*Task directions*
Can you reproduce the listing below word for word, from the line with "Q: For every instance of the striped" to the line with "x=18, y=658", including both of those lines and nothing else?

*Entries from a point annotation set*
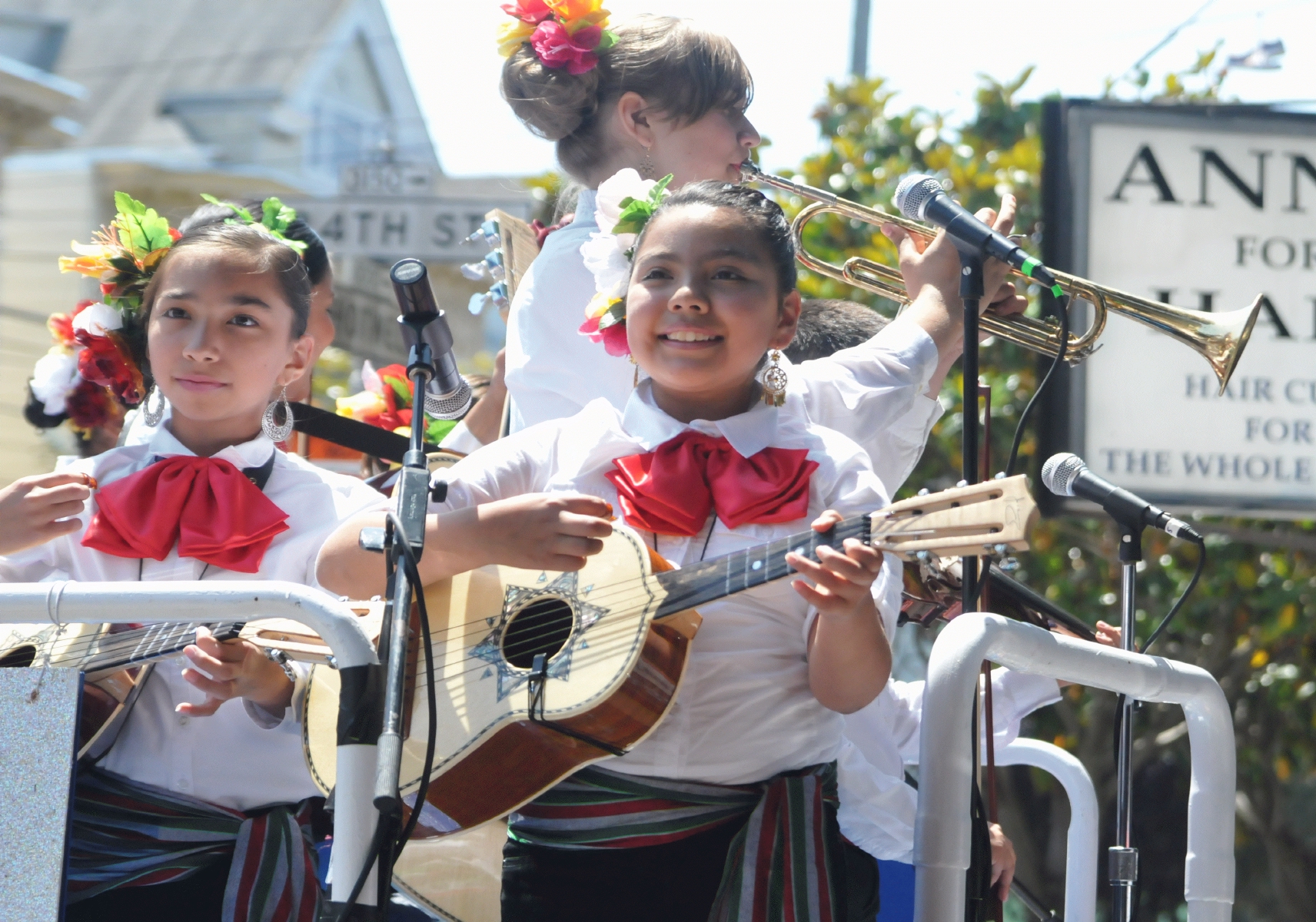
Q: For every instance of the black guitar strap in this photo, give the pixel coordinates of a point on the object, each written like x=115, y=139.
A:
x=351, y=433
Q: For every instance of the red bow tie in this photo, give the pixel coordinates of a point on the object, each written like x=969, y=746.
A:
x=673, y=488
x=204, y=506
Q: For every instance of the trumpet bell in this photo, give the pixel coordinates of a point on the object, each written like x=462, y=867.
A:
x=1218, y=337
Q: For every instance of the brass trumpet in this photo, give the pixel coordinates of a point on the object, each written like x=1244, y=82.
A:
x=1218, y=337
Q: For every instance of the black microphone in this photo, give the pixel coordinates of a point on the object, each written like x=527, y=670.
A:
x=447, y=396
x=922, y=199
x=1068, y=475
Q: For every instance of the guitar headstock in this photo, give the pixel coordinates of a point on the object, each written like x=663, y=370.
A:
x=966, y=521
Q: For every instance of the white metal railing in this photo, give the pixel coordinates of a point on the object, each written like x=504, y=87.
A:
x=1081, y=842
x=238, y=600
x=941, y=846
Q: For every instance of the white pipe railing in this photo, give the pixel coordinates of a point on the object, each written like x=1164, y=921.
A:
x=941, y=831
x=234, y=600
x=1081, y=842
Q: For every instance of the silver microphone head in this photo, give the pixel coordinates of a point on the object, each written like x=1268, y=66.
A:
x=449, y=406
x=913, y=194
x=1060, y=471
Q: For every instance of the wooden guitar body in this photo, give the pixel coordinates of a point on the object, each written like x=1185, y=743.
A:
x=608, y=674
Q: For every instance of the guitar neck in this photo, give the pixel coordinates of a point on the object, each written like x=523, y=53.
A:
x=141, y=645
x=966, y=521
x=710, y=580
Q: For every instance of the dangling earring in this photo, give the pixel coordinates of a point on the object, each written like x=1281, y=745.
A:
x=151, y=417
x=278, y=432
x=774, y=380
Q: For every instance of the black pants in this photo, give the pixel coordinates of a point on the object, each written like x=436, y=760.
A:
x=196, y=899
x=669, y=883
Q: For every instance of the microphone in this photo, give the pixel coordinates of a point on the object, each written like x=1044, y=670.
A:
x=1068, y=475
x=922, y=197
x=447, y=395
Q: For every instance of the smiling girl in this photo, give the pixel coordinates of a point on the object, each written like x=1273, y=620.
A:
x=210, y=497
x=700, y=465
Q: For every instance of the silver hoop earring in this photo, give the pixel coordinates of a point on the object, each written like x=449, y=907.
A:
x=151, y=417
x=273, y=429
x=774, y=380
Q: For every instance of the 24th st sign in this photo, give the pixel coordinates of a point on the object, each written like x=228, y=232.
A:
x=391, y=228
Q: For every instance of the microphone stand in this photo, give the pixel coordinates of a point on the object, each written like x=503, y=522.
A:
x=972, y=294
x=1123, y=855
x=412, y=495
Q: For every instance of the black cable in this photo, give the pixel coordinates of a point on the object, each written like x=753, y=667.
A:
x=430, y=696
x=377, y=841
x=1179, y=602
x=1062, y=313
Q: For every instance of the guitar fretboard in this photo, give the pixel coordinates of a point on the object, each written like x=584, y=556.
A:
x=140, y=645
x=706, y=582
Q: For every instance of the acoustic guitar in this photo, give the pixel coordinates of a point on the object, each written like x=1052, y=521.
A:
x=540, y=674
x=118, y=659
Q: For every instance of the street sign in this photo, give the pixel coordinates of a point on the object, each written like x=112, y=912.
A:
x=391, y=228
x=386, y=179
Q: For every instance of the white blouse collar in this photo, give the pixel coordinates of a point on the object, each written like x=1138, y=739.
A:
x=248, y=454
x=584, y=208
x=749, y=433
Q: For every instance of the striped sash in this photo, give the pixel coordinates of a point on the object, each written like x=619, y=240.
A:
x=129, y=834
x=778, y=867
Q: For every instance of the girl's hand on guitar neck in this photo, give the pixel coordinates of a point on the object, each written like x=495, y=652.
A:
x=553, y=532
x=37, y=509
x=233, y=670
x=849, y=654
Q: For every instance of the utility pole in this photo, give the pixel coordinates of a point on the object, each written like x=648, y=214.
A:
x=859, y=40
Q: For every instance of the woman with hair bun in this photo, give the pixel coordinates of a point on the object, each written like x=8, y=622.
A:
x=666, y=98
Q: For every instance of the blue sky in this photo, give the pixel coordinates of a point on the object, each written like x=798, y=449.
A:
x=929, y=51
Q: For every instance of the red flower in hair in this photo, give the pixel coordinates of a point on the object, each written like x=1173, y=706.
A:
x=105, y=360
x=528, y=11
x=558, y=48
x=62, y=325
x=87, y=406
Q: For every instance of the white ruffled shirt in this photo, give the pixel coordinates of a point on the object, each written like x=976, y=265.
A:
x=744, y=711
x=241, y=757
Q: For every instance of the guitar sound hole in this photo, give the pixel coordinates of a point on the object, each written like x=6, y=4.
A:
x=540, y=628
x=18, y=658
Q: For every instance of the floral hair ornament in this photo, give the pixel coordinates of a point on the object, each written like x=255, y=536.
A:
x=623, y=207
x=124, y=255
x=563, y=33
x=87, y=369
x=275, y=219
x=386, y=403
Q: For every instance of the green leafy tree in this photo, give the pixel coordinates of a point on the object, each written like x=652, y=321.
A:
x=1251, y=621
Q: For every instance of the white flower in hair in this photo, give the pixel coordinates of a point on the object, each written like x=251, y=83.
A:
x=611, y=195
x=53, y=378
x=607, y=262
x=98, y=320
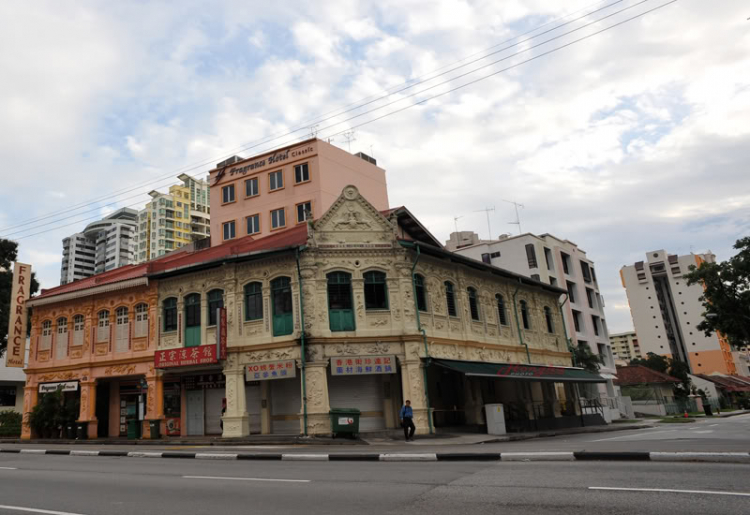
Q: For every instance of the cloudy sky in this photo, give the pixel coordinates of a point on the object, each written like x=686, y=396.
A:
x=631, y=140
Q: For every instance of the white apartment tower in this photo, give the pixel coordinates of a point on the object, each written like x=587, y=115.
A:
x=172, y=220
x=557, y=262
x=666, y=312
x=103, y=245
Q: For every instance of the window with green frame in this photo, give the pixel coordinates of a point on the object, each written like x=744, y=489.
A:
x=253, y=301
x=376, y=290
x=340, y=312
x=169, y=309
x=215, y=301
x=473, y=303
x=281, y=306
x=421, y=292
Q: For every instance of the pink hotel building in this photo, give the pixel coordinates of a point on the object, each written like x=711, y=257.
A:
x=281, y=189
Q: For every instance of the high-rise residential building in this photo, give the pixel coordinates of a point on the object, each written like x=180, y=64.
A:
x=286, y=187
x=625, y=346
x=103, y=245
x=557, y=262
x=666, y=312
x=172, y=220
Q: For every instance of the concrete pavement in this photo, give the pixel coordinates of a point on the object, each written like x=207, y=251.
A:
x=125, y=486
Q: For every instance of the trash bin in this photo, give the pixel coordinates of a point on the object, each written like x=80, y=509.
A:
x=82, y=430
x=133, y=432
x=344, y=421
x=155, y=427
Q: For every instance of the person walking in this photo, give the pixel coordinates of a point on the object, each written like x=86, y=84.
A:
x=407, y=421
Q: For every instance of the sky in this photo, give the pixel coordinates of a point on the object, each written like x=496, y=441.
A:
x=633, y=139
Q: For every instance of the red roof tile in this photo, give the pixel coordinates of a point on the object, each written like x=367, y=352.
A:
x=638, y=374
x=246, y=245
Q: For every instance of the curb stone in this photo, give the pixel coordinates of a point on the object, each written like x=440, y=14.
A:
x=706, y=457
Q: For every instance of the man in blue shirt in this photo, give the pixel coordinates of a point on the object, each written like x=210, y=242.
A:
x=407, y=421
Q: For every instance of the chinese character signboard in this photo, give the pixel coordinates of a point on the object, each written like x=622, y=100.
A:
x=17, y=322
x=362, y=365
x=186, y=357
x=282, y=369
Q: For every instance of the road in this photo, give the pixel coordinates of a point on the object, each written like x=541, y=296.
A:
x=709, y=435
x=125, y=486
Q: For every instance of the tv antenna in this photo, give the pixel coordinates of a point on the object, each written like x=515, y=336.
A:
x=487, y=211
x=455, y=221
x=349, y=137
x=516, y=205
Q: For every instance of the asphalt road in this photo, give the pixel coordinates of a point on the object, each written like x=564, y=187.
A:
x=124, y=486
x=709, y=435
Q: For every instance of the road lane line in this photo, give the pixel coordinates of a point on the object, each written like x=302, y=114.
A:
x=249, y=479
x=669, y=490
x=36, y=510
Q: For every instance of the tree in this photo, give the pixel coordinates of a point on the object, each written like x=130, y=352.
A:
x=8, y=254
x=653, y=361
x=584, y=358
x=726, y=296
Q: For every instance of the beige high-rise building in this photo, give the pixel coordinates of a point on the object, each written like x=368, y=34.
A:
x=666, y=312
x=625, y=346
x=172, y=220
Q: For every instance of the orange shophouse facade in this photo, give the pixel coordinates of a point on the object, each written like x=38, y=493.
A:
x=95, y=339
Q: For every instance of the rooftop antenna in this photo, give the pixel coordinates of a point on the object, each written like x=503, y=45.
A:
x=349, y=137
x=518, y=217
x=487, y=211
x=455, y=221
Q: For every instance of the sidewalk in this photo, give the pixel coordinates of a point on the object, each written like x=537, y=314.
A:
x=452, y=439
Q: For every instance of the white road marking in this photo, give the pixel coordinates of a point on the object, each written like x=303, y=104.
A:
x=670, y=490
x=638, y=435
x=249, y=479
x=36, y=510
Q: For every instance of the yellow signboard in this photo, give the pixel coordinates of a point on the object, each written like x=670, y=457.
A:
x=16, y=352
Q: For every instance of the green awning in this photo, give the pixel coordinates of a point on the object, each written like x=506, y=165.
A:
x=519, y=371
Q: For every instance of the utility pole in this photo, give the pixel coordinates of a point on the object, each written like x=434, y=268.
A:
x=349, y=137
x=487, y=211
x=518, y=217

*Correct answer*
Q: For every instance of the striped sash in this photo, give the pixel coordinates of a point on the object, each written like x=619, y=240.
A:
x=129, y=834
x=778, y=867
Q: For every instance of the girl's hand on guitar neck in this photo, give the pixel coordinates of a point on the object, each written like x=495, y=652.
A:
x=553, y=532
x=37, y=509
x=233, y=670
x=849, y=654
Q: For every instance of the utility pole in this photo, give the pixel coordinates of a point on the object, each written like x=648, y=214.
A:
x=859, y=40
Q: For every instance of the woman with hair bun in this photo, give the pixel coordinates of a point on the object, each written like x=8, y=622.
A:
x=666, y=98
Q: For every instance of the blue sky in this photo, give the pixel coordinates of a point on the object, each written like x=798, y=449.
A:
x=929, y=51
Q: For every instance of the red flower in hair in this photo, give the pixel coordinates of a point on the object, each written like x=1173, y=706.
A:
x=105, y=360
x=528, y=11
x=558, y=48
x=62, y=325
x=87, y=406
Q: For every instance of the white ruffled shirt in this photo, give the pixel coordinates of a point on the object, each written like x=976, y=265.
A:
x=744, y=711
x=241, y=757
Q: For every instance of the guitar sound hole in this photo, give the pixel coordinates of a point on the object, each written like x=6, y=4.
A:
x=540, y=628
x=18, y=658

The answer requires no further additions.